* begin Dataset *

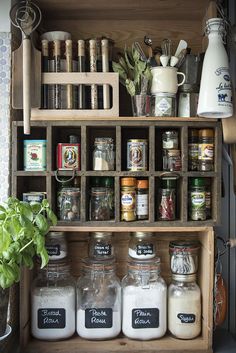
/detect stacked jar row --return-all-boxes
[57,176,212,222]
[24,128,215,172]
[31,233,201,340]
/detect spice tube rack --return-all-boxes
[12,118,222,227]
[20,227,214,353]
[31,72,119,121]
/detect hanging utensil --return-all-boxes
[10,0,42,134]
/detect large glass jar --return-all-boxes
[89,187,111,221]
[58,187,80,221]
[129,232,156,260]
[77,259,121,340]
[89,232,114,260]
[122,258,167,340]
[93,137,115,170]
[45,232,67,260]
[168,274,201,339]
[31,260,76,341]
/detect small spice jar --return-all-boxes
[77,259,121,340]
[188,129,199,171]
[57,187,80,221]
[31,260,76,341]
[129,232,156,260]
[158,177,176,221]
[93,137,115,170]
[169,240,200,275]
[168,274,201,339]
[162,130,179,150]
[122,258,167,340]
[198,129,214,172]
[136,179,149,220]
[89,187,111,221]
[121,178,136,222]
[45,232,67,260]
[189,178,206,221]
[127,139,148,171]
[89,232,114,260]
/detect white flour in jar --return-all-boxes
[77,309,121,340]
[122,283,167,340]
[168,291,201,339]
[31,286,75,340]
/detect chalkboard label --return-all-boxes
[85,308,113,328]
[177,313,196,324]
[137,244,153,255]
[46,244,61,256]
[93,244,111,256]
[132,308,159,328]
[38,308,66,329]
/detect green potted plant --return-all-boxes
[112,44,152,116]
[0,197,57,337]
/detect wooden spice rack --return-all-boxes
[12,118,221,231]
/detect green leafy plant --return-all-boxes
[0,197,57,289]
[112,44,152,96]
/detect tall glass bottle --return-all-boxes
[197,18,233,118]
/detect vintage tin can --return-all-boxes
[127,139,148,171]
[23,191,47,203]
[57,143,80,170]
[24,140,47,171]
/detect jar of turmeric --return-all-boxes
[121,178,136,222]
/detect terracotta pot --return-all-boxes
[0,287,9,336]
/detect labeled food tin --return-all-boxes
[151,93,176,117]
[57,143,80,170]
[24,140,47,171]
[127,139,148,171]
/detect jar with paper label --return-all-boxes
[89,232,114,260]
[77,258,121,340]
[45,232,67,260]
[129,232,156,260]
[122,258,167,340]
[189,178,206,221]
[168,274,201,339]
[31,260,76,341]
[198,129,214,172]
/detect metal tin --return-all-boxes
[57,143,80,170]
[151,93,176,117]
[127,139,148,171]
[24,140,47,171]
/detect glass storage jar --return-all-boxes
[89,232,114,260]
[129,232,156,260]
[77,258,121,340]
[168,274,201,339]
[31,260,76,341]
[169,240,200,275]
[45,232,67,260]
[93,137,115,170]
[58,187,80,221]
[122,258,167,340]
[89,187,111,221]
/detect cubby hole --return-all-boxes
[16,176,48,200]
[155,127,183,172]
[51,126,83,170]
[86,126,116,172]
[121,126,150,171]
[85,174,116,221]
[154,174,182,220]
[17,126,47,170]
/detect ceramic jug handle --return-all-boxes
[177,72,185,86]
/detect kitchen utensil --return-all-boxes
[174,39,188,57]
[10,0,41,134]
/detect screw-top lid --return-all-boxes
[137,179,149,189]
[190,178,206,187]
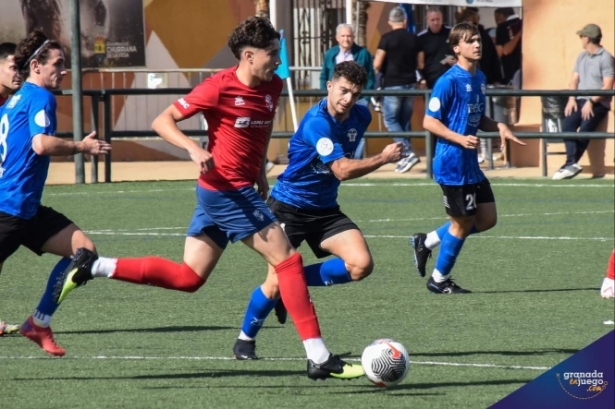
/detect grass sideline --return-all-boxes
[0,180,614,409]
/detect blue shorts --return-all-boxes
[186,185,276,249]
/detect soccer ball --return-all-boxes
[361,338,410,387]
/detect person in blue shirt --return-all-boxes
[410,23,525,294]
[0,31,111,356]
[233,61,404,360]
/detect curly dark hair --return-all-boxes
[448,22,480,48]
[0,43,17,60]
[228,17,280,60]
[15,31,62,78]
[331,61,367,87]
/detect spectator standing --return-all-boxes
[553,24,615,180]
[320,24,374,159]
[374,7,420,173]
[459,7,503,163]
[417,7,456,89]
[494,7,522,88]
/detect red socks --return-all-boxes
[275,253,321,341]
[111,257,205,293]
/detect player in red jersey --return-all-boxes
[0,43,22,337]
[59,17,364,379]
[600,250,615,298]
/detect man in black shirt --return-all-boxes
[494,7,522,88]
[374,7,420,173]
[417,7,455,89]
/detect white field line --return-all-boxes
[87,210,615,235]
[86,210,615,241]
[45,182,615,196]
[85,230,613,241]
[355,210,615,223]
[363,234,613,241]
[340,182,615,189]
[0,355,551,371]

* end Dataset *

▶ _What you need to do_
Can you give all of these rows as a two-column CSV with the headers command and boxes, one line for each row, with each field quoted and any line breaks in it turned into spaces? Leave the pictures out.

▶ _Written solution_
command,boxes
"/detect stacked jar row --return-all-boxes","[57,176,212,222] [24,128,215,172] [31,233,201,340]"
"/detect spice tube rack --return-all-boxes","[12,118,222,227] [20,227,214,353] [31,72,119,121]"
"/detect hanging utensil --return-all-boxes","[10,0,42,134]"
"/detect large glass jar --return-all-boxes","[89,187,111,221] [58,187,80,221] [129,232,156,260] [77,259,121,340] [89,232,114,260] [122,258,167,340] [93,137,115,170] [45,232,67,260] [168,274,201,339] [31,260,76,341]"
"/detect small spice jar --return-all-boxes","[77,259,121,340] [188,129,199,171] [57,187,80,221] [31,260,76,341] [129,232,156,260] [158,177,176,221] [93,137,115,170] [169,240,200,275] [168,274,201,339] [162,130,179,150] [122,258,167,340] [198,129,214,172] [136,179,149,220] [89,187,111,221] [121,178,136,222] [45,232,67,260] [189,178,206,221] [127,139,148,171] [89,232,114,260]"
"/detect white flour in jar --return-all-boxes","[77,309,121,340] [122,283,167,340] [168,291,201,339] [31,286,75,340]"
"/detect chalkboard label --return-all-boxes","[85,308,113,328] [177,313,196,324] [137,244,153,255] [46,244,61,256] [93,244,111,256] [132,308,159,328] [38,308,66,329]"
"/detect green potted plant --return-all-boxes","[112,44,152,116] [0,197,57,337]"
"/detect wooden spice rack --return-all-boxes","[12,118,221,231]"
"/detect green leafy plant --return-all-boxes","[0,197,57,289] [112,44,152,96]"
"/detect tall glass bottle --return-all-boxes","[197,18,233,118]"
"/detect vintage tin can --return-all-boxes","[127,139,148,171] [23,191,47,203] [57,143,80,170] [24,140,47,171]"
"/detect jar of turmeric --return-all-boxes","[121,178,136,222]"
"/detect terracotta pot --return-all-boxes","[0,287,9,336]"
"/detect labeled food tin --return-all-boxes","[151,93,176,117] [57,143,80,170] [24,140,47,171] [127,139,148,171]"
"/detect jar with paper label --return-all-boxes","[89,232,114,260] [77,258,121,340] [45,232,67,260] [129,232,156,260] [122,258,167,340] [189,178,206,221] [168,274,201,339] [31,260,76,341] [198,129,214,172]"
"/detect metal tin --return-all-boxes","[57,143,80,170] [151,93,176,117] [127,139,148,171] [24,140,47,171]"
"/detect glass storage jar --return-all-boxes","[89,232,114,260] [129,232,156,260] [77,258,121,340] [168,274,201,339] [31,260,76,341] [169,240,200,275] [45,232,67,260] [93,137,115,170] [58,187,80,221] [122,258,167,340] [89,187,111,221]"
"/detect cubby hole --return-all-boxes","[16,176,48,200] [155,127,183,172] [51,126,83,170] [86,126,116,172] [121,126,150,171] [85,174,116,221] [154,174,182,220] [17,126,47,170]"
"/detect ceramic jug handle --return-all-boxes","[177,72,185,86]"
"/detect kitchen utensil --return-all-boxes","[174,39,188,57] [10,0,41,134]"
"/detect screw-top lid --return-all-boxes","[137,179,149,189] [190,178,206,187]"
"/detect grass sideline --return-all-boxes","[0,180,614,409]"
"/detect blue shorts --return-all-boxes","[186,185,276,249]"
"/detect soccer ball --return-all-boxes","[361,338,410,387]"
"/detect person in blue shirt --return-all-boxes","[410,23,525,294] [0,31,111,356] [233,61,404,360]"
"/detect curly dark hair --return-all-boxes","[448,22,480,48] [0,43,17,60] [228,17,280,60] [15,31,62,78] [331,61,367,87]"
"/detect spectator standing --return-all-boxes","[553,24,615,180] [320,24,374,159] [374,7,420,173] [459,7,503,163] [417,7,456,89] [494,7,522,88]"
"/detect red socks --return-all-boxes","[275,253,321,341] [111,257,205,293]"
"/detect player in red jersey --return-all-boxes","[0,43,22,337] [59,17,364,379] [600,250,615,298]"
"/detect man in black shirt --return-all-boxes","[494,7,522,88] [374,7,420,173] [417,7,455,89]"
"/detect white field line --return-all-boxes","[87,210,615,235] [86,210,615,241] [45,182,615,196] [85,230,613,241] [355,210,615,223] [363,234,613,241] [340,182,615,189] [0,355,551,371]"